>> BEGIN RECORDS SHOWN

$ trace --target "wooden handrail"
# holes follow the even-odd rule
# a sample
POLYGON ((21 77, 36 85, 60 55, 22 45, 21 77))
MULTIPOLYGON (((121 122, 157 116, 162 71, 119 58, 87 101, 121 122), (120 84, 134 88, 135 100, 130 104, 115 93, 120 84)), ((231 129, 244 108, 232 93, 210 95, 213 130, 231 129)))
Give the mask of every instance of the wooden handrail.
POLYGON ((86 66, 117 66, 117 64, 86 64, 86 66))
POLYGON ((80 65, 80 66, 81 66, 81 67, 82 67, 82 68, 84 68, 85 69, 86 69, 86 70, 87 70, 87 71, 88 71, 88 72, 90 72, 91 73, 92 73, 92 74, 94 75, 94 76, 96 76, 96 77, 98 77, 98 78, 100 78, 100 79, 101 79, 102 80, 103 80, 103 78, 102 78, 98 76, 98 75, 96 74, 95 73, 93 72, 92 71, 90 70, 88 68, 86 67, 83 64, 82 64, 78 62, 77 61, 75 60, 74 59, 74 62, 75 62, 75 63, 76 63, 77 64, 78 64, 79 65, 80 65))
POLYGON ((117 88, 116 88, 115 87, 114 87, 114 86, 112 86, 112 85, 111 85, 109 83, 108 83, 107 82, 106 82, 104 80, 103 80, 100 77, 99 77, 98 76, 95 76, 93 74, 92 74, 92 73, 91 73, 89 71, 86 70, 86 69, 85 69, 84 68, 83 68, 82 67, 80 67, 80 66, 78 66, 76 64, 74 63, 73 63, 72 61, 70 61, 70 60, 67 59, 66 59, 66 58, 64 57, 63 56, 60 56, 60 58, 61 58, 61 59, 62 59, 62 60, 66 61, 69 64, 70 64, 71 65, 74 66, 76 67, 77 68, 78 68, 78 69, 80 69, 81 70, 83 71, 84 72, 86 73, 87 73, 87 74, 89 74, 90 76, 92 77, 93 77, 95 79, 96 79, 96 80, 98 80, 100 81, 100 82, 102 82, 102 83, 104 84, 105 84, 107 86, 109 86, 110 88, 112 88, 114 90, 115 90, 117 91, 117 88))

>> END RECORDS SHOWN

Reproduce the data word for word, from its first line up to and including the line that contains "POLYGON ((80 65, 80".

* [RESULT]:
$ trace --target "wooden handrail"
# holes follow the even-odd rule
# a sample
POLYGON ((21 77, 36 85, 60 55, 22 45, 21 77))
MULTIPOLYGON (((121 122, 157 116, 162 71, 119 58, 87 101, 121 122), (120 84, 134 88, 135 100, 130 104, 115 93, 120 84)), ((231 129, 244 108, 232 93, 210 95, 213 130, 231 129)))
Give the mask of every instance of the wooden handrail.
POLYGON ((86 66, 117 66, 117 64, 86 64, 86 66))
POLYGON ((80 65, 80 66, 81 66, 81 67, 82 67, 82 68, 84 68, 85 69, 86 69, 86 70, 87 70, 87 71, 88 71, 88 72, 90 72, 91 73, 92 73, 92 74, 94 75, 94 76, 96 76, 96 77, 98 77, 98 78, 100 78, 100 79, 101 79, 102 80, 103 80, 103 78, 102 78, 98 76, 98 75, 96 74, 95 73, 93 72, 92 71, 90 70, 88 68, 86 67, 83 64, 82 64, 78 62, 77 61, 75 60, 74 59, 74 62, 75 62, 75 63, 76 63, 77 64, 78 64, 79 65, 80 65))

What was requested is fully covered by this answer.